#### Excerpt provided
□ □ □

Unless Your Head Is On Fire

I’ve been trying, unsuccessfully, to write all day.

The heat is broken in my bonus room office so I can’t write there. The ideas and fingers of a Texan freeze at any temperature below 50 degrees.

The box of Christmas presents from grandparents arrived this morning and after it was unpacked by the kids the living room has been noisy. I sit on the sofa and try to line words up into sentences but there’s an acre of bubble wrap being popped all around me, and cats are running through brown paper strips and kids – lots and lots of kids – shriek all around.

So I scoot around the corner into my bedroom, sit on the bed, lower my head and go to work again. But there’s only a thin layer of sheetrock between me and the cats and the kids…and the popping…so it’s slow going. Start and stop and start and pop and start and…

The door opens.

“I don’t have anything to do,” he says.

“I’m working, son.”

“But I don’t-”

“When you tell me you’re bored what do I tell you?”

He only shrugs.

“I tell you it’s your work to play and make friends. It’s not my work. My work is trying to write something. Your job is to ask a friend to play or find a toy to play with or work a puzzle or draw me a picture. Go do your job.”

I try to write through the guilt and the questions about whether I was too hard on him…and then the singing begins.

The girls are blaring the soundtrack to Frozen from their bedroom ten feet away. And they’re singing loudly. Beautifully, but loudly.

□ □ □

#### Records
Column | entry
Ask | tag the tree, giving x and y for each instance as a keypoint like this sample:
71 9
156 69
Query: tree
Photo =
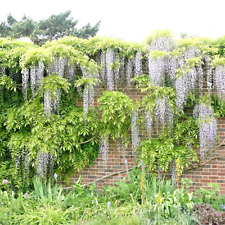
53 28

□ □ □

#### Questions on the material
A. In the piece about trying to write at home, why can't the writer work in the bonus room office? Answer in one to three sentences.
B. Rewrite the stretch of the piece about trying to write at home from "The door opens." through "He only shrugs.", substituting "buddy" for "son".

#### Solutions to each task
A. The heat in the bonus room office is broken. The writer says the ideas and fingers of a Texan freeze at any temperature below 50 degrees.

B.
The door opens.

“I don’t have anything to do,” he says.

“I’m working, buddy.”

“But I don’t-”

“When you tell me you’re bored what do I tell you?”

He only shrugs.